[Rows excerpted from a collection]
* * * * * * *

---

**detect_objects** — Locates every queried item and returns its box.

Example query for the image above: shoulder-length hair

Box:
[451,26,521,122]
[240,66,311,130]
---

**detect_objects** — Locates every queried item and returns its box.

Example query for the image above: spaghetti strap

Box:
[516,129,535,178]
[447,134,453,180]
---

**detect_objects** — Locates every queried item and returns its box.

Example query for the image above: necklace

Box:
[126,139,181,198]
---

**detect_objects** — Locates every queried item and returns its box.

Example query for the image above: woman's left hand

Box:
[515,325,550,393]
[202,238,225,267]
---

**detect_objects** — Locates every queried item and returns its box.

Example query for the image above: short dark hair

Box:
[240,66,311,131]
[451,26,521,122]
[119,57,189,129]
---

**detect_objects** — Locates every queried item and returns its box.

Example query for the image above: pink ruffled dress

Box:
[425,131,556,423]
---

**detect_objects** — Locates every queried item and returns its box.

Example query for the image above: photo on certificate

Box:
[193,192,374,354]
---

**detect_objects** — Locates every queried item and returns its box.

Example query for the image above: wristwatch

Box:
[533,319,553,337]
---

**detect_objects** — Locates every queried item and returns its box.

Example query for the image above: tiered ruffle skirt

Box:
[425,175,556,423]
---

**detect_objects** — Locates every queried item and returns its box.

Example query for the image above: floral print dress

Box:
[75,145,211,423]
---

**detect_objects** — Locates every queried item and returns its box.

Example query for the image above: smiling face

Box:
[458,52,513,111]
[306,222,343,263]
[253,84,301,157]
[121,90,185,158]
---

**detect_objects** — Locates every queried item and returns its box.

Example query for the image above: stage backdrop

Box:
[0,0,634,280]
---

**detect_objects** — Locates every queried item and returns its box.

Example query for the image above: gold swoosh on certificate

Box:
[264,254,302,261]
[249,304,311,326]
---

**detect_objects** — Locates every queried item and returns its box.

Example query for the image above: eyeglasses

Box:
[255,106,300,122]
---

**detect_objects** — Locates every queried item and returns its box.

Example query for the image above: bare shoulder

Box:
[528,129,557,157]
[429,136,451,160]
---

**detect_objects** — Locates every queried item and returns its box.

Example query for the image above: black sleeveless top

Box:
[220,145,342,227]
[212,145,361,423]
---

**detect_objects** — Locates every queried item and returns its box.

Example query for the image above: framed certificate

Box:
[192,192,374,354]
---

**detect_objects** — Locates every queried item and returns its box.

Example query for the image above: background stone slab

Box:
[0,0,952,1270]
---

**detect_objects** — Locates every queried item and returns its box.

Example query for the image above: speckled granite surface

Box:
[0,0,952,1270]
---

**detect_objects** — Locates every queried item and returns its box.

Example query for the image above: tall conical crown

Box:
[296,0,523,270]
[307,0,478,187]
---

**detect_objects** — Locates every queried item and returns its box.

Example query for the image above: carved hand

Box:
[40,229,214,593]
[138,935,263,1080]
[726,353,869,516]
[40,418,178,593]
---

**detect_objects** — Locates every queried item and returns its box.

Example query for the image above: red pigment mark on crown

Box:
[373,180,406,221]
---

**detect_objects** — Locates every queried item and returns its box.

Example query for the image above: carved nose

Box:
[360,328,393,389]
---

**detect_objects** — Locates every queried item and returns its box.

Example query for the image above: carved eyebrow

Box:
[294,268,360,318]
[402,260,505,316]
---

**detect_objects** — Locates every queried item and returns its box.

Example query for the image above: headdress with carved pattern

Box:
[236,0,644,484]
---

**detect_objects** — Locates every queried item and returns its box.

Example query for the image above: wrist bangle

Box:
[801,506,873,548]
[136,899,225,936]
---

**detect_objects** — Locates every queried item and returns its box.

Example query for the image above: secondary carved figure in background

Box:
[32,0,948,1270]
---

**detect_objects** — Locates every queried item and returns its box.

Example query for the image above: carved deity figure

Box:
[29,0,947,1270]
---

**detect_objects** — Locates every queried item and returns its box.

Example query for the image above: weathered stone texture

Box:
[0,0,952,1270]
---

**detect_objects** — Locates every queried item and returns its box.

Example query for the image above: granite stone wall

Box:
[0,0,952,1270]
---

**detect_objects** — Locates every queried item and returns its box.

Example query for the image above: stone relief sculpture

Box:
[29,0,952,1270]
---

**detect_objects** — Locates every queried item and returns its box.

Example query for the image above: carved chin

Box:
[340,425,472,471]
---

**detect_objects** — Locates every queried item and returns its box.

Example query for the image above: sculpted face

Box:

* * * * * * *

PROBLEM TO SOLVE – Report every line in the rows above that contains the string "hair", matching case exactly.

SOLUTION TO THIS PROBLEM –
Example query for the image above: shoulder-length hair
Example query for the image above: short dark hair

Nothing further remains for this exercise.